Given information:
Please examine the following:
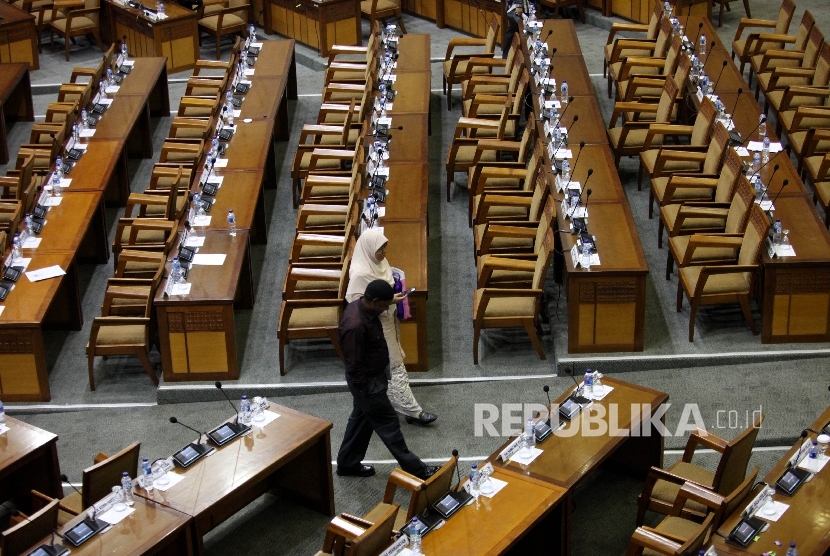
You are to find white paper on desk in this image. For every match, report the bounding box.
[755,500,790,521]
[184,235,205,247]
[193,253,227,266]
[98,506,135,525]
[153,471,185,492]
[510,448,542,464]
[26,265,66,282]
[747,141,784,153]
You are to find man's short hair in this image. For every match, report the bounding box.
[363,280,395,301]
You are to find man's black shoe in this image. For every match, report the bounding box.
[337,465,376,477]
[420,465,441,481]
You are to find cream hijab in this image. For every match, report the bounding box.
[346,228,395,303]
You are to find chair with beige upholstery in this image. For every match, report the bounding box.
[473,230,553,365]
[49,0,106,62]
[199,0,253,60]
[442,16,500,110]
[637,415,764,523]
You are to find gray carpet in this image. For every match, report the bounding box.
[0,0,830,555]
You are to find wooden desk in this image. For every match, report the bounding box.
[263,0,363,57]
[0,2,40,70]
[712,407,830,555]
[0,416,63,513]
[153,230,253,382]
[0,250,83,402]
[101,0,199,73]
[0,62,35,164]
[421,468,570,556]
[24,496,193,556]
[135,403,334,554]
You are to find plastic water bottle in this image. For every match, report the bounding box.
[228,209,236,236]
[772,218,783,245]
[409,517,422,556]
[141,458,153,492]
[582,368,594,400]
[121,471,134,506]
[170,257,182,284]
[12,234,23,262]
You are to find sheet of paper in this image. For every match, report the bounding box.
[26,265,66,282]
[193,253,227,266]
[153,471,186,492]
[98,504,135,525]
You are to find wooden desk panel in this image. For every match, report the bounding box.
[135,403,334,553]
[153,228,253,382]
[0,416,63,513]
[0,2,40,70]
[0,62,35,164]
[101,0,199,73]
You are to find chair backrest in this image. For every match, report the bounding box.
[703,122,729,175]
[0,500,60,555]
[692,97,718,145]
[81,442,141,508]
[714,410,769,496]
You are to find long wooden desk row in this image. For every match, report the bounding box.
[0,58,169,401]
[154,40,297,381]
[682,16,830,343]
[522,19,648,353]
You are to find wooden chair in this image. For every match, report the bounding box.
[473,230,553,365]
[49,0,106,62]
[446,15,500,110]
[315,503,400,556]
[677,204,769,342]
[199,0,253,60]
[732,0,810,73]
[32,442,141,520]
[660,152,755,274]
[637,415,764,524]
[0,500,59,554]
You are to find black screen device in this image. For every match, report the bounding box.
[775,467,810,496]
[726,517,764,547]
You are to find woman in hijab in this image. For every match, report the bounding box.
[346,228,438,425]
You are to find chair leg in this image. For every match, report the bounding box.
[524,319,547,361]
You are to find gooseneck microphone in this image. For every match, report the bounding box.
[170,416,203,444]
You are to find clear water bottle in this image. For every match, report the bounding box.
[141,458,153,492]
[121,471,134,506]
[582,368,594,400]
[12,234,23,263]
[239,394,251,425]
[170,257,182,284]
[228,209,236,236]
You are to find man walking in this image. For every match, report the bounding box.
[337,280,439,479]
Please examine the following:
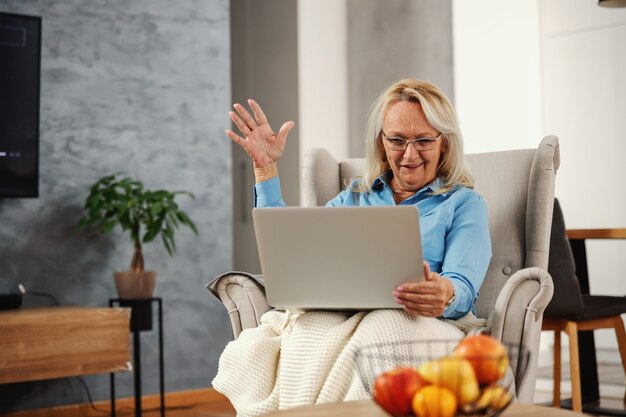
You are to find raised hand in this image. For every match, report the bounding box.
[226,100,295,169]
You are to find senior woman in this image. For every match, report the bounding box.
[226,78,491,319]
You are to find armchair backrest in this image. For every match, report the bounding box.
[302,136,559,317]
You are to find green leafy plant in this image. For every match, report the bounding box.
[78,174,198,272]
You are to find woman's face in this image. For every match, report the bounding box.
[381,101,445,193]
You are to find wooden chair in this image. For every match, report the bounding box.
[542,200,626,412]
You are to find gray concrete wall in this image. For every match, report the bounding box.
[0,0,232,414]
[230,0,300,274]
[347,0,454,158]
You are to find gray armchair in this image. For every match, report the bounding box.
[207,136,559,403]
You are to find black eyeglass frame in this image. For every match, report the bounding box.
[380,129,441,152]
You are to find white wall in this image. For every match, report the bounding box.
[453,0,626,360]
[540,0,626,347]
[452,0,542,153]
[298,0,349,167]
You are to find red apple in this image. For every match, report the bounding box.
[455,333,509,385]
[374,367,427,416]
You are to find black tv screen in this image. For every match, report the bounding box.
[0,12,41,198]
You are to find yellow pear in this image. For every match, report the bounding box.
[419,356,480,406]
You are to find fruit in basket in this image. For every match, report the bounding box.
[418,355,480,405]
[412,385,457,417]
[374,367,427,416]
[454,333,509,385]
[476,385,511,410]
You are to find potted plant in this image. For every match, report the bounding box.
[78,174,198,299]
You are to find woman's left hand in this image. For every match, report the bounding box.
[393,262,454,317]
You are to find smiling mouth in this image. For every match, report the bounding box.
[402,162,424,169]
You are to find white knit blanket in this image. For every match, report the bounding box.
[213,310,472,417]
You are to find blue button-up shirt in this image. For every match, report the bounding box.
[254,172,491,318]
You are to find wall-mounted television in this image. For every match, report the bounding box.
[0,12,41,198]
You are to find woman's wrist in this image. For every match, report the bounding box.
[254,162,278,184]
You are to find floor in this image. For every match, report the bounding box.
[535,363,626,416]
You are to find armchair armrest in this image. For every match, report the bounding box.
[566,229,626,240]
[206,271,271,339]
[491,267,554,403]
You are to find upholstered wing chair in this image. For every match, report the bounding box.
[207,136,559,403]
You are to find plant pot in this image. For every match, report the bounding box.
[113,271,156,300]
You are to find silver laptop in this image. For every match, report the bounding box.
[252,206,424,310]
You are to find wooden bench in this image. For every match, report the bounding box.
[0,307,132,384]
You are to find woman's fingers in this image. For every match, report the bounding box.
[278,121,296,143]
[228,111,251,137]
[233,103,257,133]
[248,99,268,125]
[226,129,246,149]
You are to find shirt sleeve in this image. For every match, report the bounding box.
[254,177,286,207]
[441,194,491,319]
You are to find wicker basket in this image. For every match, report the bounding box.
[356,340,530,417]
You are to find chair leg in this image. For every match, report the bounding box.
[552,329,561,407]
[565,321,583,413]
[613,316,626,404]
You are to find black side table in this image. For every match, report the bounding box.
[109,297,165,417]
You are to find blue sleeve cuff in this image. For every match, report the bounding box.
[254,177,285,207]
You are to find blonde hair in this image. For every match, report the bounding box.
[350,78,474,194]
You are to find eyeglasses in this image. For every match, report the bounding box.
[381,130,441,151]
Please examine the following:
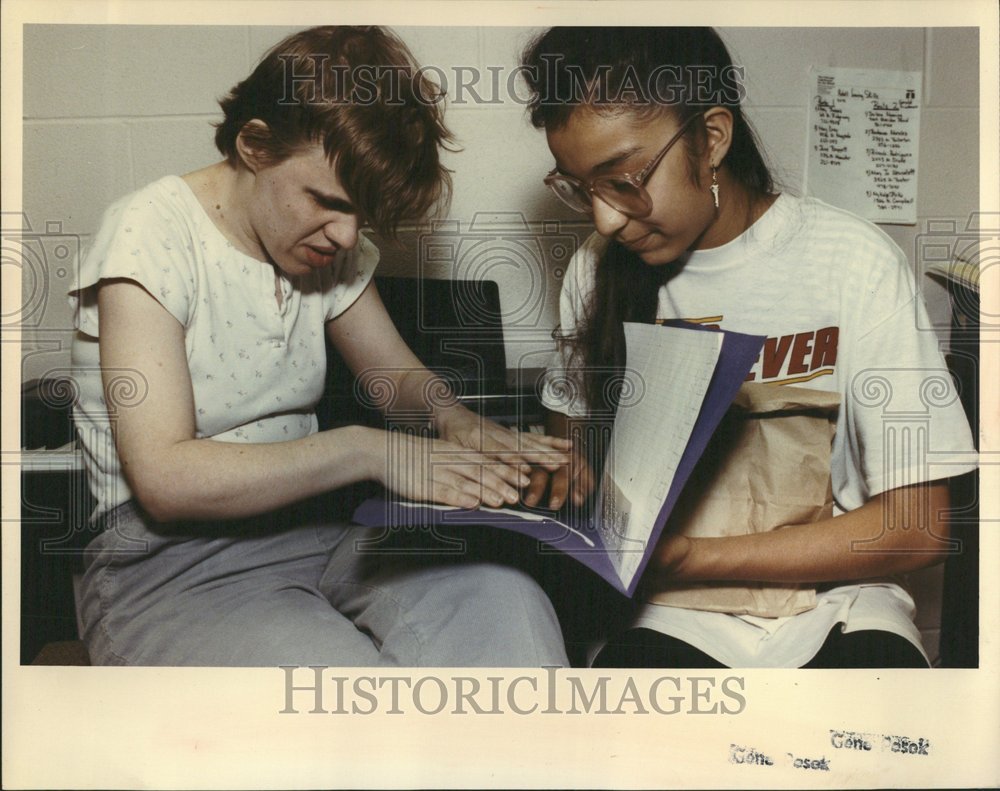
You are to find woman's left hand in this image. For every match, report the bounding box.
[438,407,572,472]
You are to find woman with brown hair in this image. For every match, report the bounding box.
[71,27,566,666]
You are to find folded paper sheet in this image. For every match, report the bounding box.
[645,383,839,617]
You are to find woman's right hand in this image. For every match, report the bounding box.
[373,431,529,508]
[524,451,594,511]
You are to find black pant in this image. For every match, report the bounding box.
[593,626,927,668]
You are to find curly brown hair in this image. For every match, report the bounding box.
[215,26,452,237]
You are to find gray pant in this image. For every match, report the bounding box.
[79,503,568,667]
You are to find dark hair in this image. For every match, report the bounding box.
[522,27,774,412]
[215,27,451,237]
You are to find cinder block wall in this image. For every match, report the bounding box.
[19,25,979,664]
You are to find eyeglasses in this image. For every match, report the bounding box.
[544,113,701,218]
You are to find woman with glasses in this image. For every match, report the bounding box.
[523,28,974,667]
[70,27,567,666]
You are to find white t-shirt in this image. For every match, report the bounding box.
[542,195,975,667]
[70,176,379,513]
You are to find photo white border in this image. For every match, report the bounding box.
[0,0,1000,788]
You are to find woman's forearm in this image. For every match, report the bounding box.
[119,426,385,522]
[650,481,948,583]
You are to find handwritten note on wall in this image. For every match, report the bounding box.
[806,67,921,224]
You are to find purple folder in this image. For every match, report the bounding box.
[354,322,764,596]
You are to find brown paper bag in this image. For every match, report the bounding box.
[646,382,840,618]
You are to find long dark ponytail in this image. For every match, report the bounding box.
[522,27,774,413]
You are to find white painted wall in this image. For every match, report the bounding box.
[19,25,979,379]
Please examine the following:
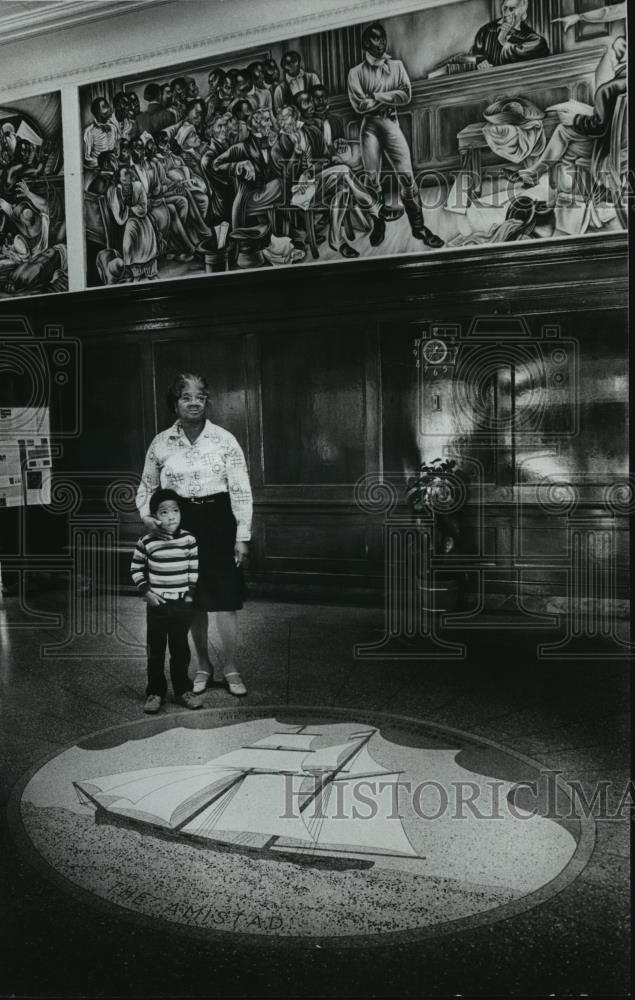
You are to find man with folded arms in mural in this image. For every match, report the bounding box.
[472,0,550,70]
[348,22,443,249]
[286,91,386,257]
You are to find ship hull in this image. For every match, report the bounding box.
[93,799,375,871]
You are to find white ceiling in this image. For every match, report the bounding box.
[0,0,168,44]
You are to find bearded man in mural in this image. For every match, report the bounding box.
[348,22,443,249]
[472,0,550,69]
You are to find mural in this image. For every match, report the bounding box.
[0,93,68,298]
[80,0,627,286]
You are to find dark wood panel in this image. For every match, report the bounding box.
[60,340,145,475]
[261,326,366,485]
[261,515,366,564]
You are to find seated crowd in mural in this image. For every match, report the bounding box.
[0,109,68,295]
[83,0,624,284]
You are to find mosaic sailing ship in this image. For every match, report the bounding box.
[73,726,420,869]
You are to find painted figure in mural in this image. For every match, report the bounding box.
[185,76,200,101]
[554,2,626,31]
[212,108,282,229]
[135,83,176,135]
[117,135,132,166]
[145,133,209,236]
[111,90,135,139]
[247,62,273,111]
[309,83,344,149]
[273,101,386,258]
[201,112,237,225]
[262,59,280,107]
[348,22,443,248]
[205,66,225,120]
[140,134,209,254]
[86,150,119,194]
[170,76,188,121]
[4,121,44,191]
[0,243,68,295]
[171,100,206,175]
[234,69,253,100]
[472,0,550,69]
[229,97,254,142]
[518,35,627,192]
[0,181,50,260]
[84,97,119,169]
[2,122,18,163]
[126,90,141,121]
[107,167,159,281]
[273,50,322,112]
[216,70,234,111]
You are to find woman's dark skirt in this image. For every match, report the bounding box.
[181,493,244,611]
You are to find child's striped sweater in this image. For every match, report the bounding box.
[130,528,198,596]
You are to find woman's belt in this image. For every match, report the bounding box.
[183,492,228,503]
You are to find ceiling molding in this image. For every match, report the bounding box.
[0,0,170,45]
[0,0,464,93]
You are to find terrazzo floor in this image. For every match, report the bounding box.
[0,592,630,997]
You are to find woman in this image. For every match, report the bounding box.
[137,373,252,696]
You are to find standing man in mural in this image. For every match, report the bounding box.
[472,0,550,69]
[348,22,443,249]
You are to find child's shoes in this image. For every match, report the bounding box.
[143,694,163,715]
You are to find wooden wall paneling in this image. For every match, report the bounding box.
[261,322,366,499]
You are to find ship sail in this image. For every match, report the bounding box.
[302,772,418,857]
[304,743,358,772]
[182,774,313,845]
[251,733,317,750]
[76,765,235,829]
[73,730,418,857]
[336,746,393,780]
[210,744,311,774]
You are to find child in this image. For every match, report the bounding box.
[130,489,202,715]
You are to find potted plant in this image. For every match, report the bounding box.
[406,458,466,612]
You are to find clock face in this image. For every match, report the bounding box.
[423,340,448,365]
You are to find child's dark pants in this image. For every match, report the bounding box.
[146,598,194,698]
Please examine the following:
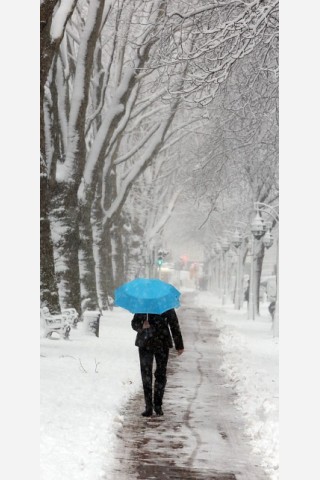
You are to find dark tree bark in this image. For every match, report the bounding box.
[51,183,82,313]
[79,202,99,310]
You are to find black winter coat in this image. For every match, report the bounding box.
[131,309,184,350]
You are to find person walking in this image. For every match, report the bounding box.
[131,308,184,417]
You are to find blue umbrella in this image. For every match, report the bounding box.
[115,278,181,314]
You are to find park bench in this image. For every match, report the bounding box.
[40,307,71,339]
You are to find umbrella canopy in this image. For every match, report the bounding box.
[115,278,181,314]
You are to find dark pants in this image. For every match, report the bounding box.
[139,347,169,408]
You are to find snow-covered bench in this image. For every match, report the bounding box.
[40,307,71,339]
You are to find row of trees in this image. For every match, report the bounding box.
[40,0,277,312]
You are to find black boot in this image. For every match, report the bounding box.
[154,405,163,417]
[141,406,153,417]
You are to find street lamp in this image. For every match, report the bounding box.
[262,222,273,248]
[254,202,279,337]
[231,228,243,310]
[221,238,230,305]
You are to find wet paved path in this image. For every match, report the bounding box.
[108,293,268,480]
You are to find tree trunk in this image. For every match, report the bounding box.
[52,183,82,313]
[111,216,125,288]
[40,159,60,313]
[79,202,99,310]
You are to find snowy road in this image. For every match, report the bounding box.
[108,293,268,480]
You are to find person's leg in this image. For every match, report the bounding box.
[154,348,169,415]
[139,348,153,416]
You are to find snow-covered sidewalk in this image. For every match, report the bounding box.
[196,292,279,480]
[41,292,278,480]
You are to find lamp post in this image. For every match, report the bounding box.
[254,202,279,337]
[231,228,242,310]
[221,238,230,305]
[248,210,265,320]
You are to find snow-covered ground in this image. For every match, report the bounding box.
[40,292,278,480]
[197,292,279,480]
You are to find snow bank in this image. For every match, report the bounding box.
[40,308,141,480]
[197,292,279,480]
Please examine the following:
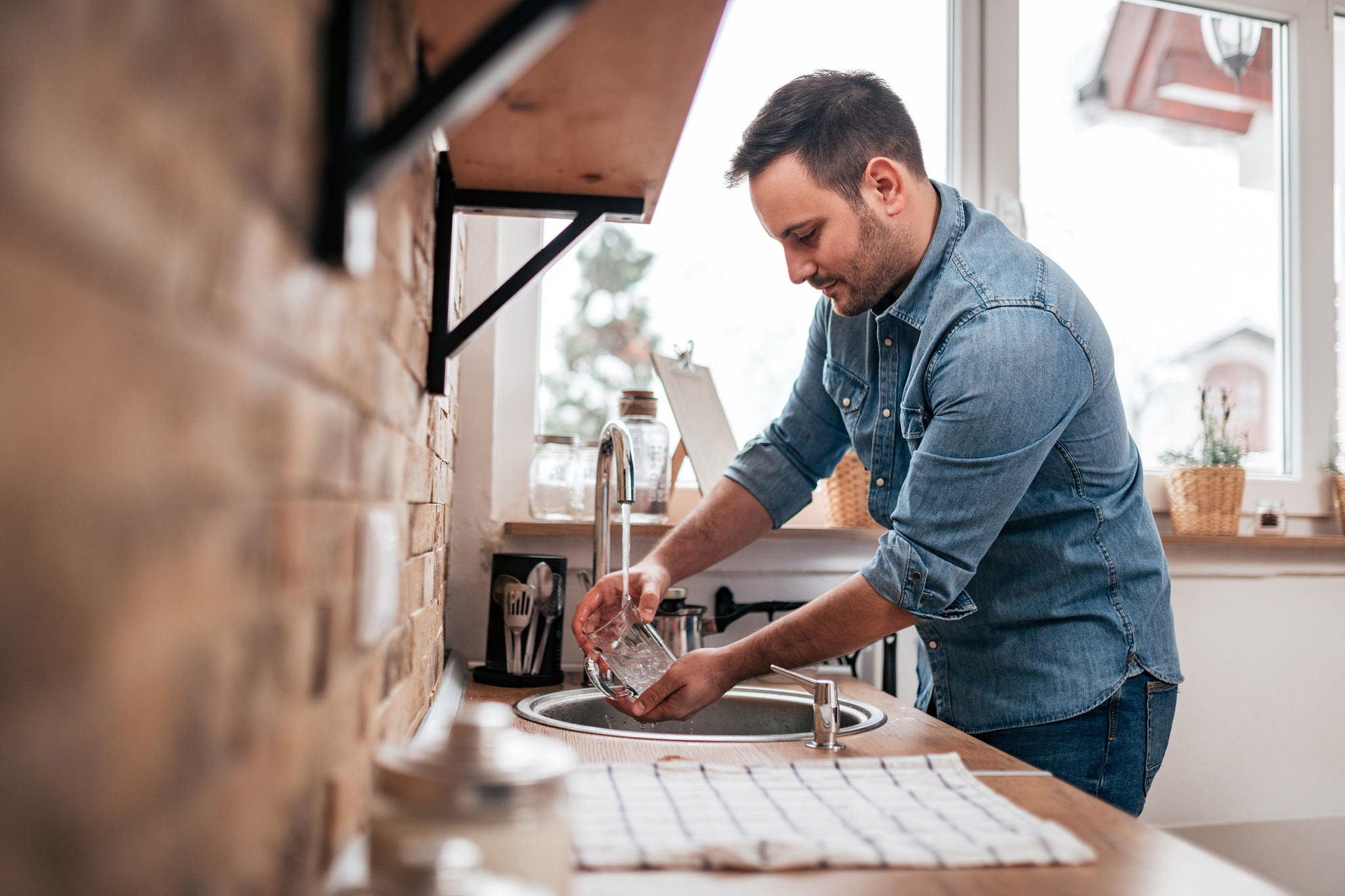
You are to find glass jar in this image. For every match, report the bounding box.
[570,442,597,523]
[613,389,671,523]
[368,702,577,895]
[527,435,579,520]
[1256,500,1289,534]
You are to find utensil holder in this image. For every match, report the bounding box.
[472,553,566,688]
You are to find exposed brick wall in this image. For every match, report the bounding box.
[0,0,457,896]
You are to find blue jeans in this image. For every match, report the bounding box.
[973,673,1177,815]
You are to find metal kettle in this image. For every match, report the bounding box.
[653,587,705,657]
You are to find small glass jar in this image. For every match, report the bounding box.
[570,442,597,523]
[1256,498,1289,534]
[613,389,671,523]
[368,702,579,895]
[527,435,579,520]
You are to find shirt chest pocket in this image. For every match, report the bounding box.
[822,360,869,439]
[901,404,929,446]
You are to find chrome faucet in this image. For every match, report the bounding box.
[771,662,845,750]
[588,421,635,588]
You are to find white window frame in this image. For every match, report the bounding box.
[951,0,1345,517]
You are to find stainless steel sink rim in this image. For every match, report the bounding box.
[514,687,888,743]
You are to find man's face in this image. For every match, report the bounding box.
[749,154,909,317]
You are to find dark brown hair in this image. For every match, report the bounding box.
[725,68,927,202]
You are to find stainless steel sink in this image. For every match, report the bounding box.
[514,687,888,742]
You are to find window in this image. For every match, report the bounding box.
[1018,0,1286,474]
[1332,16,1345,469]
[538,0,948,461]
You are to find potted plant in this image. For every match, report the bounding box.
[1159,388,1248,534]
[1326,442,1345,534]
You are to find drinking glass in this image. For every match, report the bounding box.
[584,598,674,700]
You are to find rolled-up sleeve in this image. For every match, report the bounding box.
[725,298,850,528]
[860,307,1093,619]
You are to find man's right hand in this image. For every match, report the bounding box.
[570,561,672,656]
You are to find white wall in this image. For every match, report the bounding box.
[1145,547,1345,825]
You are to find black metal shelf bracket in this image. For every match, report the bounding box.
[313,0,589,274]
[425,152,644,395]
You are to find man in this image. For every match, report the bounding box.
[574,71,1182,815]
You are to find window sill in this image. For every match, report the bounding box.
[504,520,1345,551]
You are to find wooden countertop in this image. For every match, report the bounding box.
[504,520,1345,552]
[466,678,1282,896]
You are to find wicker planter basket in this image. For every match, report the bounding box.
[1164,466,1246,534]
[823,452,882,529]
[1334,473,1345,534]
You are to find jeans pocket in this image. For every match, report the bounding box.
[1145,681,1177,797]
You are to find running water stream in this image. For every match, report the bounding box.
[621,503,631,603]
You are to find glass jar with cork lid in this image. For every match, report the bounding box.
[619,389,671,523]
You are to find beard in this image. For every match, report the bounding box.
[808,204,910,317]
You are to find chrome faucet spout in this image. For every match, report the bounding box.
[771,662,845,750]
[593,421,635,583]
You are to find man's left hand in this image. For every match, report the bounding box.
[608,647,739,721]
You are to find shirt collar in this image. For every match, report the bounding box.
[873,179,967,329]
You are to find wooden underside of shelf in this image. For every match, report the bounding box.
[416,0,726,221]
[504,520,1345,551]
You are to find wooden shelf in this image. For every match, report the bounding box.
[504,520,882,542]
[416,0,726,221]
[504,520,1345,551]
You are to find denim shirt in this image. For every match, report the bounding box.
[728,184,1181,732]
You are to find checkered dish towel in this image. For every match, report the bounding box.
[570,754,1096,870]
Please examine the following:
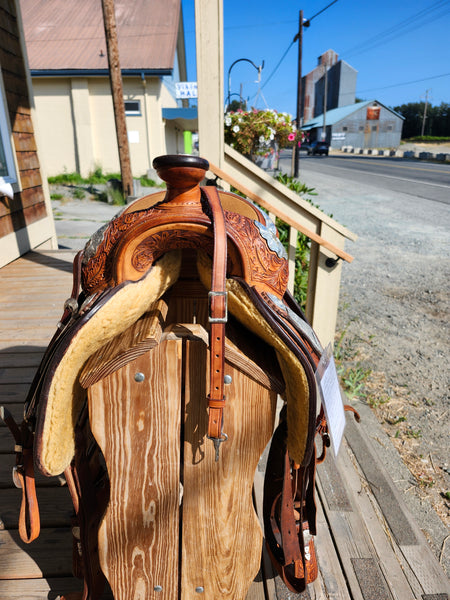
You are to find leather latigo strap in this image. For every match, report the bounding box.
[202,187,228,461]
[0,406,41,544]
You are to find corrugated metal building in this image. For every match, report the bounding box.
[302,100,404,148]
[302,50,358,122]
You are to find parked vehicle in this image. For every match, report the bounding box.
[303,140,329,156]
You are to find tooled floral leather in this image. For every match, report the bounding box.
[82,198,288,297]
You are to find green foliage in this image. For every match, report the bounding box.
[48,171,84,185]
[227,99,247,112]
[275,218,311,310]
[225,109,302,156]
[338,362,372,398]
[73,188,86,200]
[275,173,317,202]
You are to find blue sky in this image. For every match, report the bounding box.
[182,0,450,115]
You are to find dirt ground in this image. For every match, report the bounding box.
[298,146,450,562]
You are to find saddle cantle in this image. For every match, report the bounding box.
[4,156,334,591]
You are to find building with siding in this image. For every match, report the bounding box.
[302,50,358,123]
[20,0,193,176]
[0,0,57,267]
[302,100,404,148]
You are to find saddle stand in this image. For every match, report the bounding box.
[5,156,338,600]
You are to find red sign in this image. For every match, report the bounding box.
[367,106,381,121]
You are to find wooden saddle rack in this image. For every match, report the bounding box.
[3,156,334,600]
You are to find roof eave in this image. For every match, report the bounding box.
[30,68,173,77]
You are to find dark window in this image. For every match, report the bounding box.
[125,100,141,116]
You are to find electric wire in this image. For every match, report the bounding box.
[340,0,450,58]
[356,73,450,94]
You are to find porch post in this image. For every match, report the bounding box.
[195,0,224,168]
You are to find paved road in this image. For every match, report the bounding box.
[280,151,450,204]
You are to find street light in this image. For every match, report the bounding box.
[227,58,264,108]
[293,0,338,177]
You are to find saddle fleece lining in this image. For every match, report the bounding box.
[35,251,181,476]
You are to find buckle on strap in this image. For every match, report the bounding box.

Directive:
Extract the data from the line with "You are to find ship sail" to the line with "[146,598,194,698]", including both of those lines, and reproduce them verbatim.

Task output:
You are to find ship sail in this image. For every match, report the bounding box.
[302,772,418,857]
[304,743,358,772]
[182,774,313,845]
[251,733,317,750]
[76,765,235,829]
[73,730,418,857]
[336,746,393,780]
[210,744,311,774]
You are to find child in this image. For every match, report the bounding box.
[130,489,202,715]
You are to find potted plant in this image. For every match, report the bounding box.
[406,458,466,612]
You are to find clock face in this image. For every match, report the bounding box.
[423,340,448,365]
You are to find child's dark pants in this image. For every match, report the bounding box.
[146,598,194,698]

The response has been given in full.